> _Directions_
Rewrite every line of the records, from the line containing "Spot every instance of the van body" through the line containing "x=256 y=726", both ends included, and nothing outside that span. Shift each coordinate in the answers by -46, and leave every other line as it is.

> _Extracted entries_
====
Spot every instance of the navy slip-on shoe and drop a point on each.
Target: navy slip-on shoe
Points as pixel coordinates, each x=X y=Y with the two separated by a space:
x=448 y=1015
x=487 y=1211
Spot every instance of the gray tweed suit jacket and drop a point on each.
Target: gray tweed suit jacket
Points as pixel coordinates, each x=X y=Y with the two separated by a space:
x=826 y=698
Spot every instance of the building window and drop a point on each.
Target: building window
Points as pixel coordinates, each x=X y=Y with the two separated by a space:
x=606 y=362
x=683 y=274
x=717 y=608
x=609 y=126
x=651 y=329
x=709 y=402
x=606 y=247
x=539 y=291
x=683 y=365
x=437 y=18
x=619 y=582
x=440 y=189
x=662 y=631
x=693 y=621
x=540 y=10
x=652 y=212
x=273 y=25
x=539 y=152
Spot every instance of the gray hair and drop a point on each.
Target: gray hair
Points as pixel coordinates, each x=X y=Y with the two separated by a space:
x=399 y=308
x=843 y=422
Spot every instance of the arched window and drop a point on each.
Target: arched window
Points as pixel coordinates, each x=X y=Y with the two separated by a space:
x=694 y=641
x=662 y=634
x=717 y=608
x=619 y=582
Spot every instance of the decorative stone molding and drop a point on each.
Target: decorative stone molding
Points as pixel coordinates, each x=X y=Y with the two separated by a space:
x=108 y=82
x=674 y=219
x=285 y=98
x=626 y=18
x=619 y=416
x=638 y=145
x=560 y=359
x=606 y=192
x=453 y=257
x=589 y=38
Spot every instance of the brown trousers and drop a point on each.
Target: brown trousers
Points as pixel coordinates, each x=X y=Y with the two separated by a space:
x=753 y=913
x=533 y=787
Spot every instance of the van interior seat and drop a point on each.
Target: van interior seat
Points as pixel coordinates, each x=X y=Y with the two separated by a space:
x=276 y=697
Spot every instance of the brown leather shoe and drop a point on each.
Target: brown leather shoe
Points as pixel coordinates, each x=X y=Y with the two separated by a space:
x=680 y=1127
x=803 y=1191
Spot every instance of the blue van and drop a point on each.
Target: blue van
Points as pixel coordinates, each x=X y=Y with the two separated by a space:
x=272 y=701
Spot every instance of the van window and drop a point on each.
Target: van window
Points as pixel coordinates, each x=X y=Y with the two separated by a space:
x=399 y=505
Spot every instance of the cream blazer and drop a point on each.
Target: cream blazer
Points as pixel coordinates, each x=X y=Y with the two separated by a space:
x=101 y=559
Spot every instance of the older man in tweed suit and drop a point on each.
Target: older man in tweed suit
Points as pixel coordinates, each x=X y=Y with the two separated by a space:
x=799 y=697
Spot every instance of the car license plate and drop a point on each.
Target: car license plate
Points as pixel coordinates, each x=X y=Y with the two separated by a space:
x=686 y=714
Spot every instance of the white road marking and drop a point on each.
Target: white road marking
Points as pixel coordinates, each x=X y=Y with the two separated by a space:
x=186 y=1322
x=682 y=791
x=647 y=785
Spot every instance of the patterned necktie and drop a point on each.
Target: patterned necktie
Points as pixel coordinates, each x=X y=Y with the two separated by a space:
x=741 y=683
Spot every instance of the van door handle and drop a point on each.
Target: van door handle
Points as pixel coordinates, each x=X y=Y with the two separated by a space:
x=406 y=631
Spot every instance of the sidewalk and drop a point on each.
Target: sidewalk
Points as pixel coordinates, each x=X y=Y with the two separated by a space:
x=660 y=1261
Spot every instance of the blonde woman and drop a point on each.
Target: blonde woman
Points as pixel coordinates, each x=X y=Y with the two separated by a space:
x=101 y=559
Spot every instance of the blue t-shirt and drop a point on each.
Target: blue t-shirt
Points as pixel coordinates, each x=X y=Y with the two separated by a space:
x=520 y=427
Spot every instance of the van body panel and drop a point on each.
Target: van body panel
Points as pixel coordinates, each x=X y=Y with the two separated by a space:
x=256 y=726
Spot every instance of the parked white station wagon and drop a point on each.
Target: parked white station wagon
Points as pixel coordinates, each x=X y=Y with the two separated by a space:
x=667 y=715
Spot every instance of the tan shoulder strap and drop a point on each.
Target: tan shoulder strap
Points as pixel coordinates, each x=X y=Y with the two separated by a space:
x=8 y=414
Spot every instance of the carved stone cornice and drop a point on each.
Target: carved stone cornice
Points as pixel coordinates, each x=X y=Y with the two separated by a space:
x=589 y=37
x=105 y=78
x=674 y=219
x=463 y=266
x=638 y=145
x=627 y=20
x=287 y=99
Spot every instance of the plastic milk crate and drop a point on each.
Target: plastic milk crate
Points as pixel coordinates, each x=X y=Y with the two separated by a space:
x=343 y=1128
====
> _Solution for this problem_
Spot every instance of the van body panel and drop a point on each.
Target: van body panel
Points as pixel coordinates, each x=X y=Y with the two separated by a space:
x=210 y=680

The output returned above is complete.